───── Supplied data

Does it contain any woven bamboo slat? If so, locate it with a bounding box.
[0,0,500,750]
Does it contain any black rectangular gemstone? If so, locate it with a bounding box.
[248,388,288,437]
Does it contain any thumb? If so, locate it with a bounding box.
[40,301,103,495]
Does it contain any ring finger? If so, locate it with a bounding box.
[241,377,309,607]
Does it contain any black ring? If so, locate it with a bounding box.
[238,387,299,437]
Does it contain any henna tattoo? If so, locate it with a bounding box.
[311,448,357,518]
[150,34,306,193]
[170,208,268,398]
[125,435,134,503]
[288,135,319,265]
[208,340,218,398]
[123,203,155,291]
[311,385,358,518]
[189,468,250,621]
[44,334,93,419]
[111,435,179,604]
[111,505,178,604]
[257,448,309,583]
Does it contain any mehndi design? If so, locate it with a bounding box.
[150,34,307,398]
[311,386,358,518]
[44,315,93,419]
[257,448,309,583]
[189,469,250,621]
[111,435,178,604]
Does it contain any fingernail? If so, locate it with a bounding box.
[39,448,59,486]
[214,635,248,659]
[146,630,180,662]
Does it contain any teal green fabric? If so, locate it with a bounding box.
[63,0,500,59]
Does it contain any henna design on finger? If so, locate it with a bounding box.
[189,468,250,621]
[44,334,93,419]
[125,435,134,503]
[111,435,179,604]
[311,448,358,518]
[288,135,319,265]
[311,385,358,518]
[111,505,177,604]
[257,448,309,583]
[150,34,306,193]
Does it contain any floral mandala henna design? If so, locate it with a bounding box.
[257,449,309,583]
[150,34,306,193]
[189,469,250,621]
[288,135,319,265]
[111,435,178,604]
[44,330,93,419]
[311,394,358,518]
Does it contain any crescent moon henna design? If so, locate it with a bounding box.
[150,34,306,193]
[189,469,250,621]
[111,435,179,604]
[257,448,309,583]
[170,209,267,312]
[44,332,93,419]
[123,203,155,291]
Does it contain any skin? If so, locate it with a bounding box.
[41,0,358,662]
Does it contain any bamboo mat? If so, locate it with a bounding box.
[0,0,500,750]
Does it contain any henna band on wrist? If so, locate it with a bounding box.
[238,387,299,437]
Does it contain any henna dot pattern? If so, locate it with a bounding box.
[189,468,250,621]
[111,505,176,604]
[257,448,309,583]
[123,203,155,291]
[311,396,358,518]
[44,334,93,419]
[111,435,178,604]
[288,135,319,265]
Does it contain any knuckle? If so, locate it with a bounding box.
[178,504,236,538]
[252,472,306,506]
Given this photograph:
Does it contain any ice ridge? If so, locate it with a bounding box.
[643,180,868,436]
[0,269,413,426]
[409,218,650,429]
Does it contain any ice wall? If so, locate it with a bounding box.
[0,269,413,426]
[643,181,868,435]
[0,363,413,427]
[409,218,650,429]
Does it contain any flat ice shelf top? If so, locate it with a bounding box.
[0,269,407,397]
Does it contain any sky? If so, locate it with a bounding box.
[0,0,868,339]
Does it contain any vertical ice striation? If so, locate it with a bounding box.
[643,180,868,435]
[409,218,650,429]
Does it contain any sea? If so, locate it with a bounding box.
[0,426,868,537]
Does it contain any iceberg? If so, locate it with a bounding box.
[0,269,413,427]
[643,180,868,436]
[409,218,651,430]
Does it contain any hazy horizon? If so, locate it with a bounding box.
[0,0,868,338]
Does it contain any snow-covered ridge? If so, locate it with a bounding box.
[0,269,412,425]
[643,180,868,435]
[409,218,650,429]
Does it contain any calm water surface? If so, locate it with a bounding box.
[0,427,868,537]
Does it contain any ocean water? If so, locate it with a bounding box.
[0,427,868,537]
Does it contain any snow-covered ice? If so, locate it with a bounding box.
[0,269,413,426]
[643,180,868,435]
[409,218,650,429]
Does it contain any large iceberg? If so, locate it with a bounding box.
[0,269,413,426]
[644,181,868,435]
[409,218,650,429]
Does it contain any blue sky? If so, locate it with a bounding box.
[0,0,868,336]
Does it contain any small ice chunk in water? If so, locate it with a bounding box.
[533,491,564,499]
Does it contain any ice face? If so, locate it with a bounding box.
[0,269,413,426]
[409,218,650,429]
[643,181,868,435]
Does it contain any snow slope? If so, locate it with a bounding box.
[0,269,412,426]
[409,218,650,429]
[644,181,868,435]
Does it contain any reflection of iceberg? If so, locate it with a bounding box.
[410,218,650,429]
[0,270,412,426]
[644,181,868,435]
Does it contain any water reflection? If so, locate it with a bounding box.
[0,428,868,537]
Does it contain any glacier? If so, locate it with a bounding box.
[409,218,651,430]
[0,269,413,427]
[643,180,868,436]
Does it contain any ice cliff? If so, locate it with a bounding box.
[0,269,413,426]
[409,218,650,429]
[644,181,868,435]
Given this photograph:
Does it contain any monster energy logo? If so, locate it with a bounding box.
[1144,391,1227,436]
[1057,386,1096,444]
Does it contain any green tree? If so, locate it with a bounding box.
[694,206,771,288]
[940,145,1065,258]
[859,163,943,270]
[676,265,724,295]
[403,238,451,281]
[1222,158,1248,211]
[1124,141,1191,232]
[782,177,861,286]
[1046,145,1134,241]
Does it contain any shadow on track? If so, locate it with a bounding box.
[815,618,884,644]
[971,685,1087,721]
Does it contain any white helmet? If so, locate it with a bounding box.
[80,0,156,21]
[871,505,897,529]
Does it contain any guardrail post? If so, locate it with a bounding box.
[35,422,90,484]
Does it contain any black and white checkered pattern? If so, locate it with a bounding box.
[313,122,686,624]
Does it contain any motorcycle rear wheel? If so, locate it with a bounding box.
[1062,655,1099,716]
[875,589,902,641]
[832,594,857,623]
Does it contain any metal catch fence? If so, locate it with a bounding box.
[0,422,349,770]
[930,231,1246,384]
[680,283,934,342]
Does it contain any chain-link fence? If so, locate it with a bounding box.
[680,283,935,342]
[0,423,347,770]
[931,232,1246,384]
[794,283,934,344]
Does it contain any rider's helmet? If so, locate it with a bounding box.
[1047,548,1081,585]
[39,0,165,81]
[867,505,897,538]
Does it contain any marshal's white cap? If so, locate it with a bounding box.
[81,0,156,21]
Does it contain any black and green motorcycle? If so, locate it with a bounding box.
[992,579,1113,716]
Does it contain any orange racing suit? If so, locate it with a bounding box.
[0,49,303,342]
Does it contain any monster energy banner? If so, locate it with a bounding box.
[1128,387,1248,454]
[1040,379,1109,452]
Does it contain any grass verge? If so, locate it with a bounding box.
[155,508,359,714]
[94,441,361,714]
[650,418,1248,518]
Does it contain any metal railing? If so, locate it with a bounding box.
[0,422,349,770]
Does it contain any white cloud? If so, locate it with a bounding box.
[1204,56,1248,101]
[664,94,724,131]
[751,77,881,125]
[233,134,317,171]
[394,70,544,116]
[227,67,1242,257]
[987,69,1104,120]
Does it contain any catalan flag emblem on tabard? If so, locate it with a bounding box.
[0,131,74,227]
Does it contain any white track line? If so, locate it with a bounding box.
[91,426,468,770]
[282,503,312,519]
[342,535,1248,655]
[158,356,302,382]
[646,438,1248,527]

──────────

● **Instructions for the task**
Copy out the part of the records that opens with the line containing "Does it contain any crescent" and closes with the line containing "[0,0,868,339]", both lines included, without changing any character.

● **Problem solution**
Does it contain any crescent moon henna design? If so, locate it with a bounding box.
[150,34,306,193]
[189,469,250,621]
[111,435,179,604]
[257,448,309,583]
[170,209,267,312]
[44,332,93,419]
[123,203,155,291]
Does it contain any skin? If so, locate it with a bounding box.
[41,0,358,662]
Does it contain any bamboo mat? If so, locate it with a bounding box.
[0,0,500,750]
Does it contain any henna band on wrist? If so, locate it with a bounding box.
[238,387,299,437]
Does it contain any henna dot pattern? If so, locate it with a bounding box.
[189,468,250,621]
[111,505,176,604]
[257,448,309,583]
[123,203,155,291]
[311,396,358,518]
[44,334,93,419]
[111,435,178,604]
[288,135,319,265]
Does it contain any knuckle? If so, locate it with a bounding box.
[178,504,236,538]
[252,472,306,506]
Given this photograph:
Does it contain any ice ridge? If so, locate it with a bounding box.
[643,180,868,436]
[0,269,413,426]
[409,218,650,429]
Does it contain any ice wall? If so, locate it with a bounding box.
[0,269,413,426]
[643,181,868,435]
[0,363,413,427]
[409,218,650,429]
Does it contain any flat ice shelf top? If so, locate it with a bounding box.
[0,269,407,397]
Does it contain any sky? If so, locate it with a bounding box.
[0,0,868,339]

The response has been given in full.